▶ **Your assignment**: Copy out the entries that follow, exactly as written.

▶ **Data for review**:
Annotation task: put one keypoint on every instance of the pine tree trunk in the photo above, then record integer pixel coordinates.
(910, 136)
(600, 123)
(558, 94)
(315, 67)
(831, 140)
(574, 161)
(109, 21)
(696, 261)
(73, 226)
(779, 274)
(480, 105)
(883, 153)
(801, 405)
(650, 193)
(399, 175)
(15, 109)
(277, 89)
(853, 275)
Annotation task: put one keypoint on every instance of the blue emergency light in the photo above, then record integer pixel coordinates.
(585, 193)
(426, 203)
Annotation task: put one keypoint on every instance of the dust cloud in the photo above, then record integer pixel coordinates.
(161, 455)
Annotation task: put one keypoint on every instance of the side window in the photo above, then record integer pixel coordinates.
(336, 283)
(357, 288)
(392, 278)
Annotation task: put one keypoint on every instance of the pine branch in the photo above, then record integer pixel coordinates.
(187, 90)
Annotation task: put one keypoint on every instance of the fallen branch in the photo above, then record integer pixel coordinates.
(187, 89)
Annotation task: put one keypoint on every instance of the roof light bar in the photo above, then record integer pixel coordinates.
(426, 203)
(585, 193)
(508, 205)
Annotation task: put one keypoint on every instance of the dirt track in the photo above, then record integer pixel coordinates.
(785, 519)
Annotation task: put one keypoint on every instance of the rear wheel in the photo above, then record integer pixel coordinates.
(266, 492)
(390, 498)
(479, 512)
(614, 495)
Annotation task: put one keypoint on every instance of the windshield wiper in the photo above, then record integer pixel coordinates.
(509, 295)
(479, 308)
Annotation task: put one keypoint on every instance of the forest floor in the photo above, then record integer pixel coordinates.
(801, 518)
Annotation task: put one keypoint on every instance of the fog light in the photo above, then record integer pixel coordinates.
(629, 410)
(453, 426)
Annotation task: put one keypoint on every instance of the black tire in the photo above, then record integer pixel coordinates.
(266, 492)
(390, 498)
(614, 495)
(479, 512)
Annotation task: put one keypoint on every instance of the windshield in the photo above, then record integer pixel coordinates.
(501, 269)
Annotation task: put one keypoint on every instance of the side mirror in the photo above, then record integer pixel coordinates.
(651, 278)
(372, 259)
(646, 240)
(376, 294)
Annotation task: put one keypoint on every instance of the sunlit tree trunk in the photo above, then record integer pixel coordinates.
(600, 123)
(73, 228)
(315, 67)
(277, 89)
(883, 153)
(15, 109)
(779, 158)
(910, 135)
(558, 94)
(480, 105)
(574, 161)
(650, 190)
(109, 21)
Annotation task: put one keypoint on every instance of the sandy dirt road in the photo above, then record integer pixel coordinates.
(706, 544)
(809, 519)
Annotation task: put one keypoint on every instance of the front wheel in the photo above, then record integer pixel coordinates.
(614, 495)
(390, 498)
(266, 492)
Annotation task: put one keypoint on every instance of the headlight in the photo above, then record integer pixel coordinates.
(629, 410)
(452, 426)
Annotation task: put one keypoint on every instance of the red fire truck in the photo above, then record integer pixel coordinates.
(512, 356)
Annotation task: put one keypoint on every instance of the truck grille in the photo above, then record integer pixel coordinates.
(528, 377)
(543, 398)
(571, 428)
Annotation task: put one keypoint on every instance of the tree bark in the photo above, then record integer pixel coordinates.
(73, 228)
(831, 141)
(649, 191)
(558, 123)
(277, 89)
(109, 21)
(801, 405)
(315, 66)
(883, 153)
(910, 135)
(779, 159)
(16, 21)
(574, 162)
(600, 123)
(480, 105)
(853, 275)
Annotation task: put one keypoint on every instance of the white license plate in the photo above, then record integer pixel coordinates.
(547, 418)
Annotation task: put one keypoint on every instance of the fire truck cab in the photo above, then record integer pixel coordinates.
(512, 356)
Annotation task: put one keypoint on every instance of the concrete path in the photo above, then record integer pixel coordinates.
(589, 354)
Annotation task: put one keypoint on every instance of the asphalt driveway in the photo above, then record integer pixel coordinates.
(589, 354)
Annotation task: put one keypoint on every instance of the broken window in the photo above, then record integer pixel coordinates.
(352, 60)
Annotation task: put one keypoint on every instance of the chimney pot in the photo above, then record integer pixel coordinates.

▶ **Finished task**:
Annotation task: put one keypoint on every instance of the pine tree trunk in the photo above, then record integer pixel coordinates.
(910, 136)
(600, 123)
(558, 94)
(315, 67)
(831, 140)
(574, 161)
(109, 21)
(696, 261)
(73, 226)
(779, 274)
(480, 105)
(883, 153)
(801, 405)
(650, 193)
(399, 175)
(15, 109)
(277, 89)
(853, 275)
Annotation task: put one keypoint on every instance of the blue emergency light in the photo above, then record integer pixel coordinates.
(585, 193)
(426, 203)
Annotation task: put one keypoint on every instance of the dust cloud in the photo above, then record integer pixel coordinates.
(161, 455)
Annotation task: put one keypoint on every instance of the side window in the photo above, then record integer pixel coordinates.
(336, 283)
(357, 288)
(392, 278)
Annotation task: put one keypoint on every instance of the pine branch in the photo above, then record integer pixel coordinates.
(187, 90)
Annotation task: put one keypoint on every instance of the fallen branch in the photo above, then record integer pixel coordinates.
(187, 89)
Annotation task: put one keypoint on every instance of the roof light bar in the photo above, then record integer pixel coordinates.
(426, 203)
(585, 193)
(508, 205)
Annotation task: put one keypoint on every instance of the dirt track in the photo above, then record integer pixel coordinates.
(785, 519)
Annotation task: put one keypoint on every instance of the rear wheel in the photo above, then record integer pixel coordinates.
(266, 492)
(390, 498)
(479, 512)
(614, 495)
Annotation task: put one keypoint on every instance of the windshield wiper in the photo above, then record integer pixel coordinates.
(509, 295)
(479, 308)
Annotation task: put one keypoint on every instance of the forest floor in the photo above, then record integer pixel coordinates.
(801, 518)
Annotation task: put one keypoint on every instance of the fog light in the photo above, then record integer pixel coordinates.
(629, 410)
(453, 426)
Annotation task: put one keypoint on every instance of the black tire in the photo above, then record integer pixel coordinates.
(266, 492)
(390, 498)
(614, 495)
(479, 512)
Annotation task: put one keypoint on every instance of the windshield in the photo above, then record integer pixel coordinates.
(501, 269)
Annotation task: put one keypoint on every instance of the side mirror in the photo above, then record integer pixel coordinates.
(651, 278)
(372, 259)
(646, 240)
(376, 294)
Annotation task: put one keypoint on every instance of the sunlit tree trunk in the photo above, then record integer pixel coordinates.
(600, 123)
(73, 228)
(315, 67)
(277, 89)
(883, 153)
(15, 109)
(779, 158)
(910, 135)
(558, 94)
(480, 105)
(574, 161)
(650, 190)
(109, 21)
Annotation task: put one keypoint on every instance of the sandy dirt road in the photo above, then record integer pixel coordinates.
(706, 544)
(809, 519)
Annotation task: put one keypoint on every instance of the front wheel in the photo above, then record integer pixel coordinates.
(614, 495)
(390, 498)
(266, 492)
Annotation task: put one keypoint on every instance of the headlight in the photo above, then record integer pixel coordinates.
(629, 410)
(452, 426)
Annotation task: put one keypoint on every instance of the red fire truck in the photo above, then record integer pixel coordinates.
(512, 356)
Annotation task: put one keypoint on every instance of the truck grille in the photo above, then record integer pixel coordinates.
(528, 377)
(543, 398)
(571, 428)
Annotation task: put one keypoint on every instance of the tree bark in the photo above, then record integer pixel coordinates.
(73, 228)
(831, 141)
(649, 191)
(558, 123)
(277, 89)
(109, 21)
(801, 405)
(315, 66)
(883, 153)
(910, 135)
(779, 159)
(16, 21)
(574, 162)
(600, 123)
(480, 105)
(853, 275)
Annotation task: put one keypoint on every instance of the white license plate in the photo above, then record integer pixel coordinates.
(547, 418)
Annotation task: put one keypoint on every instance of the fire truck cab in the photo above, then record integer pixel coordinates.
(512, 356)
Annotation task: put one keypoint on every instance of the concrete path in the photo above, then record integer pixel coordinates.
(589, 354)
Annotation task: put one keypoint on every instance of the asphalt driveway in the photo above, then record integer pixel coordinates.
(589, 354)
Annotation task: put one keypoint on every instance of the broken window in the photo above, then record integer pixel coordinates.
(352, 60)
Annotation task: put one keypoint on every instance of the chimney pot in the photo above, then record integer pixel coordinates.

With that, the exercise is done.